# start of Exercise material
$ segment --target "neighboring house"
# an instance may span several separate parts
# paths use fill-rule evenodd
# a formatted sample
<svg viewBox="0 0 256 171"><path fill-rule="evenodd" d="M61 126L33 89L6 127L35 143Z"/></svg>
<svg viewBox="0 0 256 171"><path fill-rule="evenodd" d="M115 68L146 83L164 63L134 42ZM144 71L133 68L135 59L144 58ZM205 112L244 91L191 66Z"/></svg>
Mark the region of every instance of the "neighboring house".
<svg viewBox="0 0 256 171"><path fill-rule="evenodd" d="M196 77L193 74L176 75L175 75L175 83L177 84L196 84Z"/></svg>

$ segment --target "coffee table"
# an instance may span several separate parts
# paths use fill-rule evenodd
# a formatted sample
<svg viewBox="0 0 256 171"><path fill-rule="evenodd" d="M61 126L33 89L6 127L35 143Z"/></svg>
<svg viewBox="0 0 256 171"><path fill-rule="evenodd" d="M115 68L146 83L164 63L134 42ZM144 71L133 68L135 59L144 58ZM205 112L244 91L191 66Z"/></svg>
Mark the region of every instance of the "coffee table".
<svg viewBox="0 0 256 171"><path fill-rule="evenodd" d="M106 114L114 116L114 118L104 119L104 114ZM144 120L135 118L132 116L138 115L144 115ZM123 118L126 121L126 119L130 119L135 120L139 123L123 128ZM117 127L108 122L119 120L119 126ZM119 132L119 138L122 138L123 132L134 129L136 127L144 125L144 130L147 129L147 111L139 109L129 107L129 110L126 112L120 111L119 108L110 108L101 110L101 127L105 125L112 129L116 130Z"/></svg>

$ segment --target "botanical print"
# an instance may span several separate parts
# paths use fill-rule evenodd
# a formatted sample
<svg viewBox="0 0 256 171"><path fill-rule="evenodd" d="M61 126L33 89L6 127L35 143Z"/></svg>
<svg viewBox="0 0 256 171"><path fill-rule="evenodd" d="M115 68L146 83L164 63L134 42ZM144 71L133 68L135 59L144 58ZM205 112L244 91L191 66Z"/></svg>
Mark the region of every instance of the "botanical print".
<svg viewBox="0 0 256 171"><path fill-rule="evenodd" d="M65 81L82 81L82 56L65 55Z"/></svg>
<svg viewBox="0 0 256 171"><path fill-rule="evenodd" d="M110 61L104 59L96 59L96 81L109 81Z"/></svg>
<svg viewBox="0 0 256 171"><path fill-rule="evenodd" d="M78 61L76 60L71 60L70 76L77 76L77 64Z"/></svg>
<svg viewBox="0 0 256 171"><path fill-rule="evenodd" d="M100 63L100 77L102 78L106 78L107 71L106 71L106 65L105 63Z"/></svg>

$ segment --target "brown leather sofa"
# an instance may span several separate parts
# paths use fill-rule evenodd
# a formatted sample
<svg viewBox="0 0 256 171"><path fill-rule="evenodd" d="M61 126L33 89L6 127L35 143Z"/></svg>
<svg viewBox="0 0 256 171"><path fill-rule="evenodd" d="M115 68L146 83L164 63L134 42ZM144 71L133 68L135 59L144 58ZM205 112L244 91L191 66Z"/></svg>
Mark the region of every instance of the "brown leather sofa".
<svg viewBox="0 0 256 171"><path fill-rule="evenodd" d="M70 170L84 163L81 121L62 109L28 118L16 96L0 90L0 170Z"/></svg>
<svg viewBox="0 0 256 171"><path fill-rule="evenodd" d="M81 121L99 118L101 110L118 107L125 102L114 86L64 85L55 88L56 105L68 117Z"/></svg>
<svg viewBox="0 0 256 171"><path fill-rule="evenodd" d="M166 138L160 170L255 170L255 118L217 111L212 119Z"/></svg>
# end of Exercise material
> Exercise instructions: Gather every line in the listing above that contains the word "leather", and copy each one out in full.

> Answer to the task:
$ segment --target "brown leather sofa"
Mark the region of every instance of the "brown leather sofa".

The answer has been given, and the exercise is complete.